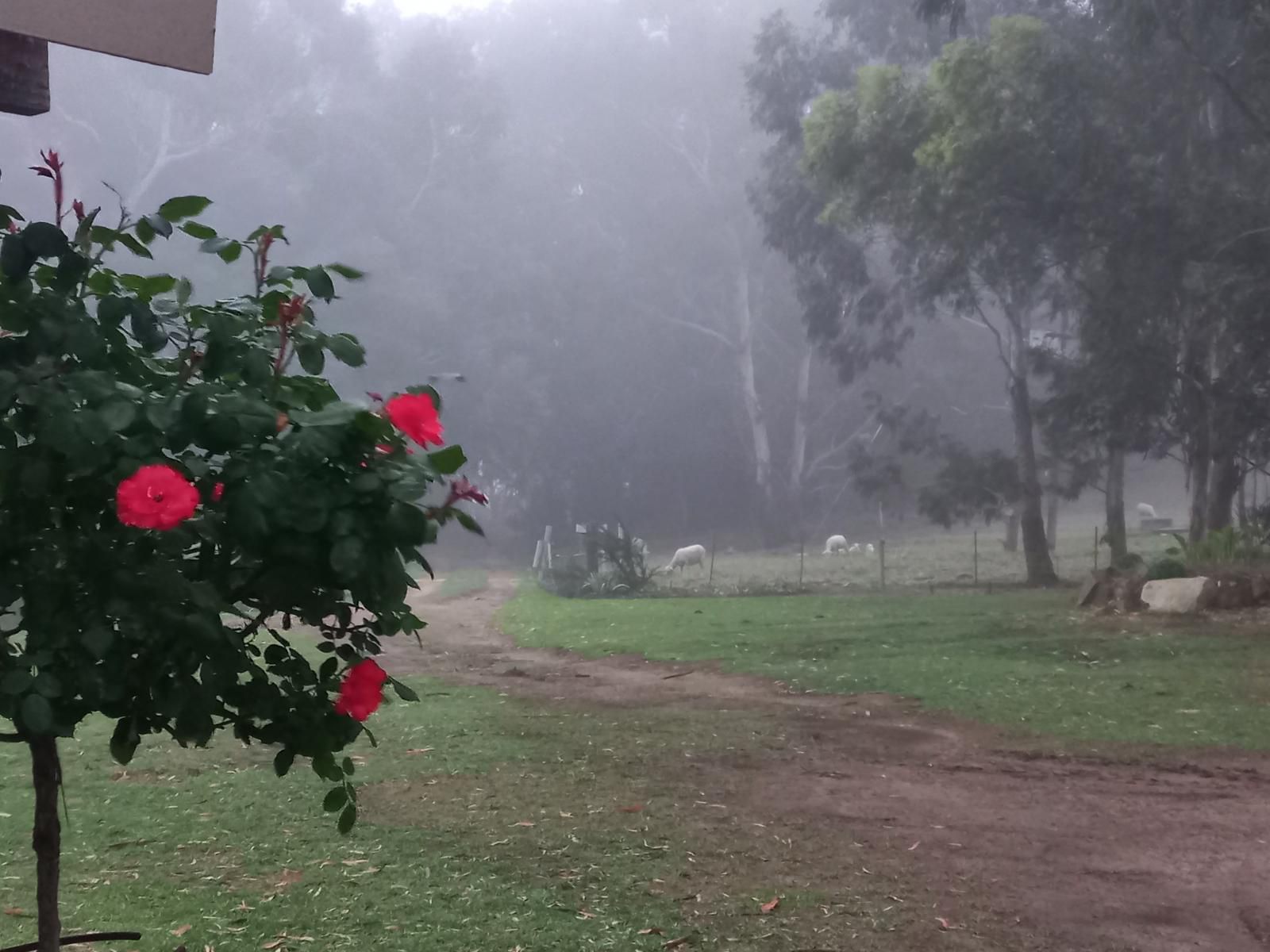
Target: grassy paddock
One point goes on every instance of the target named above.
(941, 559)
(487, 825)
(1020, 659)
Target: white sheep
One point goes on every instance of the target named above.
(686, 556)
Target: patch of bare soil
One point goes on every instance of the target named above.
(1087, 854)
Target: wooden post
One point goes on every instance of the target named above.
(23, 74)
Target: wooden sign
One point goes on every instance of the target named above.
(177, 33)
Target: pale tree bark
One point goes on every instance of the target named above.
(1032, 522)
(798, 451)
(1115, 533)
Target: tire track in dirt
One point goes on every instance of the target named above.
(1095, 854)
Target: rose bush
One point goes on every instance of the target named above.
(179, 486)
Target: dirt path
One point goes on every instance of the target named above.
(1096, 856)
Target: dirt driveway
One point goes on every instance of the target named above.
(1090, 854)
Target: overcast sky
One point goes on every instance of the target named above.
(431, 6)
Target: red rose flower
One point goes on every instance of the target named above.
(461, 489)
(416, 416)
(156, 497)
(292, 310)
(361, 691)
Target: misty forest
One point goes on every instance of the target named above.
(860, 535)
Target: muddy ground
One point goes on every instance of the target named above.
(1160, 854)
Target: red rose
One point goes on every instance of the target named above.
(361, 691)
(156, 497)
(416, 416)
(461, 489)
(292, 310)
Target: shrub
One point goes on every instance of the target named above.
(175, 492)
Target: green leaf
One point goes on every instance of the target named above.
(44, 240)
(124, 742)
(133, 245)
(448, 461)
(198, 230)
(319, 283)
(311, 357)
(183, 207)
(98, 640)
(347, 349)
(346, 272)
(403, 691)
(112, 310)
(36, 715)
(16, 259)
(118, 416)
(346, 556)
(333, 416)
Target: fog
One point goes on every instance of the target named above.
(601, 215)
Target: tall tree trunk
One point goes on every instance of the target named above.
(798, 451)
(1115, 536)
(1225, 482)
(1052, 520)
(745, 355)
(46, 839)
(1011, 543)
(1041, 568)
(1197, 359)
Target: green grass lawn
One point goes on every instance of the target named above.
(1020, 659)
(487, 825)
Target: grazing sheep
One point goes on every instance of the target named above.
(689, 555)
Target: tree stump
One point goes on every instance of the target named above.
(23, 74)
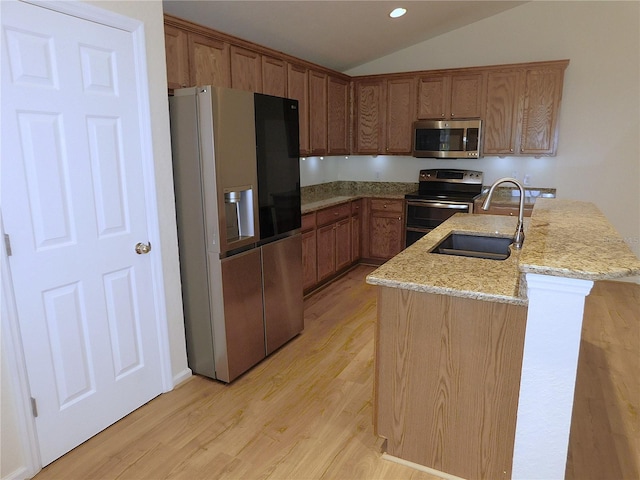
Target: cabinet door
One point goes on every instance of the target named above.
(541, 102)
(298, 89)
(246, 70)
(326, 243)
(338, 116)
(318, 112)
(401, 112)
(309, 267)
(209, 61)
(274, 76)
(433, 94)
(356, 228)
(369, 117)
(343, 243)
(466, 95)
(177, 53)
(501, 112)
(385, 236)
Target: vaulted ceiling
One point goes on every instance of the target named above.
(336, 34)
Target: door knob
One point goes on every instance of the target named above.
(142, 248)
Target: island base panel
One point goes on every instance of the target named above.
(447, 381)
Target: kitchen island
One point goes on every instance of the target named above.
(462, 387)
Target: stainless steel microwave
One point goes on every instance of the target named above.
(447, 138)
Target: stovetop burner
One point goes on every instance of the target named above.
(448, 184)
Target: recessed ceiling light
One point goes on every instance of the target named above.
(398, 12)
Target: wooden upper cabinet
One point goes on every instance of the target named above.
(466, 95)
(209, 61)
(298, 89)
(400, 114)
(432, 96)
(338, 116)
(521, 109)
(368, 116)
(246, 69)
(457, 95)
(542, 93)
(274, 76)
(318, 112)
(501, 112)
(177, 54)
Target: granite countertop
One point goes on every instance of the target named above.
(504, 196)
(563, 238)
(417, 269)
(325, 195)
(574, 239)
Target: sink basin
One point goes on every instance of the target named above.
(478, 246)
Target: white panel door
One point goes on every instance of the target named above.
(74, 207)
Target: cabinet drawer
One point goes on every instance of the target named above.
(387, 205)
(356, 207)
(333, 214)
(308, 221)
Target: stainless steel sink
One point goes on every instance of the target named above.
(478, 246)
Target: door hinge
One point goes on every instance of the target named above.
(7, 244)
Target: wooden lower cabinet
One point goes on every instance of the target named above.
(385, 229)
(309, 251)
(331, 242)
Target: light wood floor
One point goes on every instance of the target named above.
(306, 412)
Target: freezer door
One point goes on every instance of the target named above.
(282, 280)
(243, 322)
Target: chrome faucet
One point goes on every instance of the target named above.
(518, 237)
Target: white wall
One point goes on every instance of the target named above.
(598, 151)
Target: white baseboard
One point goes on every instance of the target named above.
(181, 377)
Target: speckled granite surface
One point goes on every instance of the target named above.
(417, 269)
(324, 195)
(562, 238)
(574, 239)
(503, 196)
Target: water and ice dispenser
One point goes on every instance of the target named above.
(238, 204)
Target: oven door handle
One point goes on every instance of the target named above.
(455, 206)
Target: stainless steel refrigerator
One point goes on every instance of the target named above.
(237, 186)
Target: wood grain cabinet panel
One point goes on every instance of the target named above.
(400, 114)
(542, 93)
(177, 55)
(521, 109)
(457, 95)
(466, 95)
(343, 244)
(501, 112)
(447, 380)
(385, 236)
(432, 96)
(368, 117)
(298, 89)
(246, 69)
(309, 251)
(318, 112)
(356, 230)
(338, 116)
(274, 76)
(209, 61)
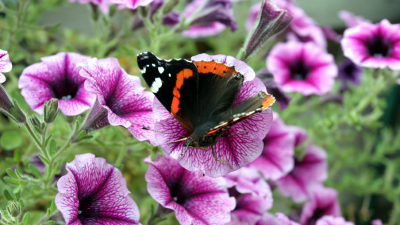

────

• Instruction: Retype the items starting with the line containing "Target: oven door handle" and continuing through the end of the items, and leave the pictures out of your answer.

• Problem solution:
Target: oven door handle
One point goes on every instance of the target named above.
(455, 206)
Target: stainless steel refrigerator
One point goes on every instance of the target named above.
(237, 186)
Target: wood grain cabinet panel
One point goes on every instance of the target named above.
(400, 114)
(542, 93)
(177, 55)
(521, 109)
(457, 95)
(466, 95)
(343, 244)
(501, 112)
(447, 380)
(385, 236)
(432, 96)
(368, 117)
(298, 89)
(246, 69)
(309, 251)
(318, 112)
(356, 230)
(338, 116)
(274, 76)
(209, 61)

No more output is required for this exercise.